WORK REQUEST
Write out each entry, exactly the way it appears.

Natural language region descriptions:
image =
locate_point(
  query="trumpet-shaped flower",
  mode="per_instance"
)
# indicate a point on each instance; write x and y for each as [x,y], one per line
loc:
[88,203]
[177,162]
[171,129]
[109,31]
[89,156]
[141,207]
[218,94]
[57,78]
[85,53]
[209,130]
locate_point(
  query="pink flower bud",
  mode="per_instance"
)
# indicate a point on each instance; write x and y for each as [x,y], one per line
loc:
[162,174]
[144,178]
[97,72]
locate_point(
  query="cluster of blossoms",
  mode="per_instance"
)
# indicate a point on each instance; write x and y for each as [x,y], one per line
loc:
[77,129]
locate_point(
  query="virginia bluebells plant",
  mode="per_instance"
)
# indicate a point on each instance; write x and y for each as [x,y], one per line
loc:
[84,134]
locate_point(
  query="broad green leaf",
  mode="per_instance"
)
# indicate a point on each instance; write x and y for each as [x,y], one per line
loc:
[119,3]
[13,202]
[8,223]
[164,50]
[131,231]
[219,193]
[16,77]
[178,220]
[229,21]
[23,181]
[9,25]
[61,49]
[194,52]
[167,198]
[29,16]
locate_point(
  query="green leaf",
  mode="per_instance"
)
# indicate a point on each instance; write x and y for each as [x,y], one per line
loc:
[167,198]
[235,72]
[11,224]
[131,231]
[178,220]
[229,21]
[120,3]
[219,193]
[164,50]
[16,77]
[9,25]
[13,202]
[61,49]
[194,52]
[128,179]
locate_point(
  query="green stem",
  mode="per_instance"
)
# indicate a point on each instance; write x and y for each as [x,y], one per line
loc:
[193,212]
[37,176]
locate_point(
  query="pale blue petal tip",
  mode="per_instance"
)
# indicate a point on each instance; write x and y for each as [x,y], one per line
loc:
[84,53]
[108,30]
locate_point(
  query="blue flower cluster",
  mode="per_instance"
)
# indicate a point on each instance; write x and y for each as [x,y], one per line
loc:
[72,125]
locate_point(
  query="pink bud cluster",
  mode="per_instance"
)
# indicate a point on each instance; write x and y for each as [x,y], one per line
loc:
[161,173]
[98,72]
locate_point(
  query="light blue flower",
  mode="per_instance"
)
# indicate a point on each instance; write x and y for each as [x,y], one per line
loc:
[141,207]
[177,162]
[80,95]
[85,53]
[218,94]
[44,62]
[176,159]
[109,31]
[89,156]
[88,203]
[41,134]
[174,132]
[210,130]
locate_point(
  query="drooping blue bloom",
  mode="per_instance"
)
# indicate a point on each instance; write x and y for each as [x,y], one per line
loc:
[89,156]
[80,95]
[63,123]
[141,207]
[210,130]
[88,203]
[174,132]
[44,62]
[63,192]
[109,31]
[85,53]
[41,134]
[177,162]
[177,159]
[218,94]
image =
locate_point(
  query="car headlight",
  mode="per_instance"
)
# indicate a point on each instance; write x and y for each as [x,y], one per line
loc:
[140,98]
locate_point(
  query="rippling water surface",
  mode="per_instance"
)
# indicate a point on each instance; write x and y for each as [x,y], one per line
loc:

RESULT OF THIS TASK
image =
locate_point(
  query="trumpet-shaped flower",
  mode="per_instance"
)
# indicate a point on each instance; write x and y for each as [x,y], one per line
loc:
[88,203]
[177,162]
[171,129]
[109,31]
[89,156]
[141,207]
[218,94]
[57,78]
[85,53]
[209,130]
locate_point(
  query="pink flower bud",
  mode="per_instance"
)
# indicate a point on each instance; write x and y for each as [x,y], one per line
loc:
[162,174]
[144,178]
[97,72]
locate_point(
  query="cluster of blossoms",
  mode="per_instance"
)
# indicate a point on each instance; write x and y for each as [x,y], one per line
loc:
[77,129]
locate_point(
  query="virginia bluebells plant",
  mode="per_instance"
)
# indicate a point on each instance; write x and y for each as [x,y], one per line
loc:
[84,134]
locate_point(
  query="broad green leaf",
  mode="per_instance"
)
# indicate a point on each instance; write x and y for each as [x,y], one per line
loc:
[119,3]
[13,202]
[8,223]
[164,50]
[131,231]
[219,193]
[16,77]
[178,220]
[229,21]
[23,181]
[9,25]
[61,49]
[194,52]
[167,198]
[29,16]
locate_point(
  query="green leaf",
  mode="per_instance"
)
# indicate a point on each instance; write x and y for each as [x,y], one per line
loc:
[167,198]
[235,72]
[11,224]
[131,231]
[178,220]
[229,21]
[120,3]
[219,193]
[164,50]
[16,77]
[9,25]
[13,202]
[61,49]
[194,52]
[128,179]
locate_point(
  query="green stem",
  mode="per_instance"
)
# indicate a point on each instance; write x and y for each as [x,y], one per line
loc:
[193,212]
[37,176]
locate_point(
  query="pale blue petal tip",
  mode="per_instance"
)
# indicate a point on each instance; write x and y for each as [x,y], one per line
loc:
[84,53]
[108,30]
locate_point(
  query="blue flower cluster",
  mode="per_instance"
)
# indicate a point on each instance; write x and y for each as [x,y], one per line
loc:
[72,125]
locate_point(
  query="pink bud cluster",
  mode="per_instance"
)
# indicate a point on each instance; write x and y for each as [x,y], one per line
loc:
[161,173]
[98,72]
locate_point(
  query="light blue flower",
  mode="per_instance"
)
# indicate a point on each instance; write x and y for each as [x,y], one per line
loc:
[141,207]
[177,162]
[80,95]
[85,53]
[218,94]
[44,62]
[176,159]
[109,31]
[89,156]
[88,203]
[41,134]
[174,132]
[210,130]
locate_point(
  query="drooping blue bloom",
  mode="per_instance"
)
# indicate a point on each instance; write x and y for each as [x,y], one per line
loc:
[89,156]
[80,95]
[63,123]
[141,207]
[210,130]
[88,203]
[174,132]
[44,62]
[63,192]
[109,31]
[85,53]
[41,134]
[177,162]
[177,159]
[218,94]
image =
locate_point(
  query="car headlight",
  mode="per_instance"
)
# indicate a point on each instance; write x and y for each as [x,y], one per line
loc:
[140,98]
locate_point(
  query="rippling water surface",
  mode="per_instance"
)
# indicate a point on each instance; write x and y for each as [x,y], one per line
loc:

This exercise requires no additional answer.